Items from a labeling collection
>>>>

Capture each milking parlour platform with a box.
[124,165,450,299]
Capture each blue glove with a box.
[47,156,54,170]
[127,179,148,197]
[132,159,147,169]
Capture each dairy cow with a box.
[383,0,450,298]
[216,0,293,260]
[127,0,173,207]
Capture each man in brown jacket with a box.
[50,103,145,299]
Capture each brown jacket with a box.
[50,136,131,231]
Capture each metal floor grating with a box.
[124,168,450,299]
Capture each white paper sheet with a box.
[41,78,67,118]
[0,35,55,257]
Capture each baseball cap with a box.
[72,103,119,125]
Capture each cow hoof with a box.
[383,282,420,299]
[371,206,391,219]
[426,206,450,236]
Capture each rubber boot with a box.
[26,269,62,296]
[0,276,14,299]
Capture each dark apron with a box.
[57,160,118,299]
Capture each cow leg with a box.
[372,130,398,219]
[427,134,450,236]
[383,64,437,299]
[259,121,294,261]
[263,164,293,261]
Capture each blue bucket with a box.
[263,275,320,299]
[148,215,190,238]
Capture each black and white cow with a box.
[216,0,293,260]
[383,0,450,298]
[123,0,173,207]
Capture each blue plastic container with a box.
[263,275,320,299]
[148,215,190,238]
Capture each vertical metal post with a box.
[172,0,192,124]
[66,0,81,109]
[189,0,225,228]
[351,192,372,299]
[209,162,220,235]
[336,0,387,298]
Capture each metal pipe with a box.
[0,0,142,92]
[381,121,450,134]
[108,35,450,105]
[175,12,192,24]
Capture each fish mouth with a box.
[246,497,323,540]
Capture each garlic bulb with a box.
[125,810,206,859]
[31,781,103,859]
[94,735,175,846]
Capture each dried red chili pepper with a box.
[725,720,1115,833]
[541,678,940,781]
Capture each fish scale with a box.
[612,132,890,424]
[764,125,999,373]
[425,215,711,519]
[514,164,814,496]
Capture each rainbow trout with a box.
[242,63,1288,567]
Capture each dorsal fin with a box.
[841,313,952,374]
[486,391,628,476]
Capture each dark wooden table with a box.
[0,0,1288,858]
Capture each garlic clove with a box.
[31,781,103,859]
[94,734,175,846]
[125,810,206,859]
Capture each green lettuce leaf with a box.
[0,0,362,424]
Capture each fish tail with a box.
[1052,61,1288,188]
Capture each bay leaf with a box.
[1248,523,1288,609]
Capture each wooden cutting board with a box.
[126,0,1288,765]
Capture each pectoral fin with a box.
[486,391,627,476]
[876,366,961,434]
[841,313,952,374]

<<<<

• _Problem to work on_
Swap "with a box" for "with a bounding box" in everything from the line containing "Capture each black and white cow with a box." down to the line containing "[242,63,1288,567]", keeping all else unchanged, and return only those lines.

• _Written answer_
Capture each black and white cow with a bounding box.
[216,0,293,260]
[383,0,450,298]
[123,0,173,207]
Capture each blue plastic container with a bounding box.
[263,275,320,299]
[148,215,190,238]
Capture each vertical metal post with a bounding box.
[172,0,192,124]
[66,0,81,109]
[189,0,225,228]
[351,192,372,299]
[209,162,220,235]
[336,0,387,298]
Capture each metal pipe with a bounding box.
[0,0,142,92]
[381,121,450,134]
[108,35,450,105]
[175,12,192,24]
Capture each fish mouth with a bounding box.
[246,497,323,540]
Capture each garlic bulb with a bounding box.
[125,810,206,859]
[31,781,103,859]
[94,735,175,846]
Capture each dried red chili pepper with a bounding box.
[725,720,1115,833]
[541,678,940,781]
Capture each fish scale with a bounding box.
[612,132,890,424]
[764,125,999,373]
[425,215,711,519]
[514,164,814,496]
Capture each rainbow trout with a bounding box.
[242,63,1288,567]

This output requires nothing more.